◆ **Written task**: Copy all of the records below, substituting "contour" for every occurrence of "outline" and changing nothing else. Omit the pictures from your copy.

--------------------------------------------------

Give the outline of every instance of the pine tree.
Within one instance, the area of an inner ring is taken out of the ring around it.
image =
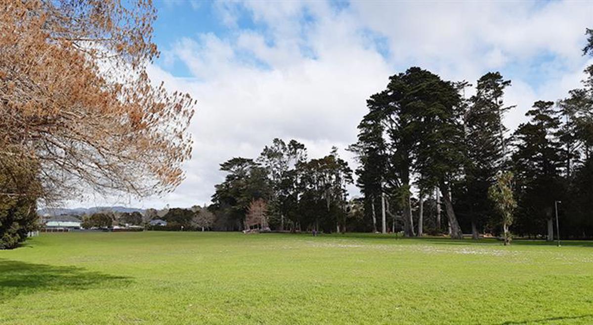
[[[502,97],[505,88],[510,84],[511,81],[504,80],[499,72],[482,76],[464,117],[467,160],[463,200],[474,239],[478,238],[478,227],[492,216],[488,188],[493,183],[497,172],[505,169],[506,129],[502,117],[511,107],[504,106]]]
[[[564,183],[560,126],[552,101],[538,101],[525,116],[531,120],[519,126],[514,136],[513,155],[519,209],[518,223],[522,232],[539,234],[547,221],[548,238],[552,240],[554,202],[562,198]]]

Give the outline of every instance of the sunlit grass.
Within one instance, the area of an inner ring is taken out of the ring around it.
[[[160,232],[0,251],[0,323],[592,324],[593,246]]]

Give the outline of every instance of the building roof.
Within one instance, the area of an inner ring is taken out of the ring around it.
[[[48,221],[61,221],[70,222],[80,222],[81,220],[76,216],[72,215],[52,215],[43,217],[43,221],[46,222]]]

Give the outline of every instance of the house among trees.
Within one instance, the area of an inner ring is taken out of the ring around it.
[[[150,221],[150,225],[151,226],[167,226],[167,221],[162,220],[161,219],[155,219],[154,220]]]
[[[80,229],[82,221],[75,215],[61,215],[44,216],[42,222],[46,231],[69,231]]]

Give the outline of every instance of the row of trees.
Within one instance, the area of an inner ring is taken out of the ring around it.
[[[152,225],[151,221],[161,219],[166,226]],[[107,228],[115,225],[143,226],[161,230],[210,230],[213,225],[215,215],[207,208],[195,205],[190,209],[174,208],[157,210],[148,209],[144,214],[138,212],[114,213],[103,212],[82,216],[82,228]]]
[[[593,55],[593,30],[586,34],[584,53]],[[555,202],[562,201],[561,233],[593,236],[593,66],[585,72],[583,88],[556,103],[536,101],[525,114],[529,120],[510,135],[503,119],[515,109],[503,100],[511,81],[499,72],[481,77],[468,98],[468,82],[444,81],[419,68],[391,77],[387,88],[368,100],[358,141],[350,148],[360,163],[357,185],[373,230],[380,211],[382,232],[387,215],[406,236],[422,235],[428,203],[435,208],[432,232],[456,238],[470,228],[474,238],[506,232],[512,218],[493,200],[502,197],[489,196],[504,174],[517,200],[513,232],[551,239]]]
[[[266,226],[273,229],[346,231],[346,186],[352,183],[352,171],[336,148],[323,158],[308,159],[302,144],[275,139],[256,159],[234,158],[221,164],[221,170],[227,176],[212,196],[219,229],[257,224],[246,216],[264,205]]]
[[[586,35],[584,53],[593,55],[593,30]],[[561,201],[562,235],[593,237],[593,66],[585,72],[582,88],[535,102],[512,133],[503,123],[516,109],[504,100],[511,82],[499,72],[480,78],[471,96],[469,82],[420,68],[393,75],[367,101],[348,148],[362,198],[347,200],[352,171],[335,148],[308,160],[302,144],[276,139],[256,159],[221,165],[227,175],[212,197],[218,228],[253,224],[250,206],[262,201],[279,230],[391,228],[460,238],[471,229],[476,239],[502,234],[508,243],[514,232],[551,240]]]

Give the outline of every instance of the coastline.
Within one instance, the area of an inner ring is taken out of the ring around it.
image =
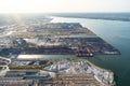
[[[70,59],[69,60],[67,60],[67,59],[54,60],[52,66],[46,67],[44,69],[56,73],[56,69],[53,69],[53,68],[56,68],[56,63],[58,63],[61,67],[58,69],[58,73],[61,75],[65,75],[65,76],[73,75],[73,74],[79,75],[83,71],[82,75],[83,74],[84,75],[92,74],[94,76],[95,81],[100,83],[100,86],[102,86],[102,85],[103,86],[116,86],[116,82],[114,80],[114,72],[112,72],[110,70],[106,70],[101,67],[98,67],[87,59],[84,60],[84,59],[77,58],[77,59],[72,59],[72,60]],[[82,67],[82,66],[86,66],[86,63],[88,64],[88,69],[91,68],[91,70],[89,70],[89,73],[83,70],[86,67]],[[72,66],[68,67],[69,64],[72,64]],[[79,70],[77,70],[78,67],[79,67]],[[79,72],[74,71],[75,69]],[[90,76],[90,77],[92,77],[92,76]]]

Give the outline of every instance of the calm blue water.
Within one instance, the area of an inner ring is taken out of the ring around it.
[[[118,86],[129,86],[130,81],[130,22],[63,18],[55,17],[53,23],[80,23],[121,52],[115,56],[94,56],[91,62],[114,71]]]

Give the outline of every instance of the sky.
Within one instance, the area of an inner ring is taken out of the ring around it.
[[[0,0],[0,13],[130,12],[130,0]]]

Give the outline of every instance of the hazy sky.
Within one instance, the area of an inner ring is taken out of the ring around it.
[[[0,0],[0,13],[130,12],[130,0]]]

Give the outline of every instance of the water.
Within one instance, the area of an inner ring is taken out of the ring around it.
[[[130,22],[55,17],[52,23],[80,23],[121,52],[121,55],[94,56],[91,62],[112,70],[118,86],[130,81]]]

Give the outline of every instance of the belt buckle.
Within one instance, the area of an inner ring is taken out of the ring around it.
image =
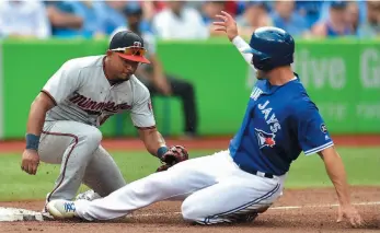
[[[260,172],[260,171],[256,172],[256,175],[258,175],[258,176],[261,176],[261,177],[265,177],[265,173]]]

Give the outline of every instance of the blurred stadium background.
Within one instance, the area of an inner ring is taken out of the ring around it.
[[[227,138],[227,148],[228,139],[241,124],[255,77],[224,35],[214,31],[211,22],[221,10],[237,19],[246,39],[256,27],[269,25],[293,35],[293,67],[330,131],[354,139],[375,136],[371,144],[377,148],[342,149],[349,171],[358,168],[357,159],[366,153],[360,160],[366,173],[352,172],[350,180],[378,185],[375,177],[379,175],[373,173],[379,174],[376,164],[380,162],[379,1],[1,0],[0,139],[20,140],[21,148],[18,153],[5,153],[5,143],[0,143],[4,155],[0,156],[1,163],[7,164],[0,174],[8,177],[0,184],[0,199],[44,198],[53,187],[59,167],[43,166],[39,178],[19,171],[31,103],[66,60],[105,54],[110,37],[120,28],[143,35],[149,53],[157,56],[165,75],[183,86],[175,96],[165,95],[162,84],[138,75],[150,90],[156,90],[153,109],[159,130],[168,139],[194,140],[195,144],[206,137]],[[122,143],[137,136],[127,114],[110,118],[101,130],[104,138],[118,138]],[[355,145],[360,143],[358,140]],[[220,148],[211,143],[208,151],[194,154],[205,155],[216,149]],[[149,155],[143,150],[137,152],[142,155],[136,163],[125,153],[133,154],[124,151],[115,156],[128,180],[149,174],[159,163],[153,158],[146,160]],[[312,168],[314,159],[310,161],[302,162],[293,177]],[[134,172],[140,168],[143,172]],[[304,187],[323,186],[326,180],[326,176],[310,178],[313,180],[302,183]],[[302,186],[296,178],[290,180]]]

--------------------------------------------------

◆ **Expected output**:
Give the contour of every instance of the pine tree.
Within one instance, the area of an inner ring is taken out of the ring around it.
image =
[[[502,97],[505,88],[510,84],[511,81],[504,80],[499,72],[482,76],[464,117],[467,160],[463,200],[474,239],[478,238],[478,227],[492,216],[488,188],[493,183],[497,172],[505,169],[506,129],[502,117],[511,107],[504,106]]]
[[[564,183],[560,126],[552,101],[538,101],[525,116],[531,120],[519,126],[514,136],[513,155],[519,209],[518,223],[522,232],[539,234],[547,221],[548,238],[552,240],[554,202],[562,198]]]

Give the contour of every instance of the sunlit grass.
Within one instance, the area of an inner ring is taken out of the ring around it.
[[[160,232],[0,251],[0,323],[592,324],[593,246]]]

Give the contour of every instance of the building roof.
Within one instance, the area of an inner ring is taken out of the ring around it.
[[[48,221],[61,221],[70,222],[80,222],[81,220],[76,216],[72,215],[52,215],[43,217],[43,221],[46,222]]]

Give the contour of every instance of the house among trees.
Within one instance, the area of an inner ring is taken out of the ring around it.
[[[150,221],[150,225],[151,226],[167,226],[167,221],[162,220],[161,219],[155,219],[154,220]]]
[[[80,229],[82,221],[75,215],[61,215],[44,216],[42,222],[46,231],[69,231]]]

Give the contour of every instance of the row of trees.
Within one instance, the area of an inner ring is taken out of the ring around it.
[[[152,225],[151,221],[161,219],[166,226]],[[107,228],[115,225],[143,226],[161,230],[210,230],[213,225],[215,215],[207,208],[195,205],[190,209],[174,208],[157,210],[148,209],[144,214],[138,212],[114,213],[103,212],[82,216],[82,228]]]
[[[593,55],[593,30],[586,34],[584,53]],[[555,202],[562,201],[561,233],[593,236],[593,66],[585,72],[583,88],[556,103],[536,101],[525,114],[529,120],[510,135],[503,119],[515,109],[503,100],[511,81],[499,72],[481,77],[468,98],[468,82],[444,81],[419,68],[391,77],[387,88],[368,100],[358,141],[350,148],[360,163],[357,185],[373,230],[380,211],[382,232],[387,215],[406,236],[422,235],[428,203],[435,208],[432,232],[456,238],[470,228],[474,238],[506,232],[512,218],[493,200],[502,197],[489,196],[504,174],[517,200],[513,232],[551,239]]]
[[[266,226],[273,229],[346,231],[346,186],[352,183],[352,171],[336,148],[323,158],[308,159],[302,144],[275,139],[256,159],[234,158],[221,164],[221,170],[227,176],[212,196],[219,229],[257,224],[246,216],[264,205]]]
[[[586,35],[584,53],[593,55],[593,30]],[[561,201],[562,235],[593,237],[593,66],[585,72],[582,88],[535,102],[512,133],[503,123],[516,109],[504,100],[511,82],[499,72],[480,78],[471,96],[469,82],[420,68],[393,75],[367,101],[348,148],[362,198],[347,200],[352,171],[335,148],[308,160],[302,144],[276,139],[256,159],[221,165],[227,175],[212,197],[218,228],[253,224],[250,206],[262,201],[279,230],[391,228],[460,238],[471,229],[476,239],[502,234],[508,243],[514,232],[551,240]]]

Give the contour of every instance of the coastline.
Within one instance, the area of an inner ring is taken out of the ring around it.
image =
[[[70,59],[69,60],[67,60],[67,59],[54,60],[52,66],[46,67],[44,69],[56,73],[56,69],[53,69],[53,68],[56,68],[56,63],[58,63],[61,67],[58,69],[58,73],[61,75],[65,75],[65,76],[73,75],[73,74],[79,75],[83,71],[82,75],[83,74],[84,75],[92,74],[94,76],[95,81],[100,83],[100,86],[102,86],[102,85],[103,86],[116,86],[116,82],[114,80],[114,72],[112,72],[110,70],[106,70],[101,67],[98,67],[87,59],[84,60],[84,59],[77,58],[77,59],[72,59],[72,60]],[[82,67],[82,66],[86,66],[86,63],[88,64],[88,69],[91,68],[91,70],[89,70],[89,73],[83,70],[86,67]],[[72,66],[68,67],[69,64],[72,64]],[[79,70],[77,70],[78,67],[79,67]],[[79,72],[74,71],[75,69]],[[90,76],[90,77],[92,77],[92,76]]]

Give the contour of every instance of the calm blue water.
Within one instance, the area of an inner ring is taken out of the ring around it.
[[[118,86],[129,86],[130,81],[130,22],[63,18],[55,17],[53,23],[80,23],[121,52],[115,56],[94,56],[91,62],[114,71]]]

Give the contour of every instance of the sky.
Within one instance, the area of an inner ring is taken out of the ring around it.
[[[0,0],[0,13],[130,12],[130,0]]]

Give the contour of every instance of the hazy sky.
Within one instance, the area of an inner ring is taken out of the ring around it.
[[[0,0],[0,13],[130,12],[130,0]]]

Give the contour of every instance of the water.
Within one instance, the area of an inner ring is taken out of the ring around it.
[[[130,22],[55,17],[52,23],[80,23],[121,52],[121,55],[94,56],[91,62],[112,70],[118,86],[130,81]]]

Give the contour of every instance of the belt buckle.
Within one instance, the area of an inner ring is taken out of the ring around it.
image =
[[[260,172],[260,171],[256,172],[256,175],[258,175],[258,176],[261,176],[261,177],[265,177],[265,173]]]

Give the contour of every instance of the blurred stadium background.
Within one instance, the area of an inner ring is taken out of the ring around it.
[[[227,138],[227,148],[228,139],[241,124],[255,77],[224,35],[214,31],[211,22],[221,10],[237,19],[246,39],[256,27],[269,25],[293,35],[293,67],[330,131],[354,139],[375,136],[371,144],[377,148],[342,149],[349,171],[358,168],[357,159],[366,153],[360,160],[366,173],[352,172],[350,180],[378,185],[375,177],[379,175],[373,173],[379,174],[376,164],[380,162],[379,1],[1,0],[0,139],[20,140],[21,148],[18,153],[5,153],[5,143],[0,143],[4,155],[0,156],[1,163],[7,164],[0,174],[8,177],[0,184],[0,199],[44,198],[53,187],[59,167],[43,166],[39,178],[19,171],[31,103],[66,60],[105,54],[110,37],[120,28],[143,35],[149,53],[157,56],[165,75],[183,86],[175,96],[165,95],[162,84],[138,75],[150,90],[156,90],[153,109],[159,130],[168,139],[194,140],[195,144],[206,137]],[[122,143],[137,136],[127,114],[110,118],[101,130],[104,138],[118,138]],[[355,145],[360,143],[358,140]],[[220,148],[211,143],[208,151],[194,154],[205,155],[216,149]],[[149,155],[143,150],[137,152],[142,155],[136,163],[125,153],[133,154],[124,151],[115,156],[128,180],[149,174],[159,163],[153,158],[146,160]],[[312,168],[314,159],[310,161],[302,162],[293,177]],[[134,172],[140,168],[143,172]],[[304,187],[323,186],[326,180],[326,176],[310,178],[313,180],[302,183]],[[302,186],[296,178],[290,180]]]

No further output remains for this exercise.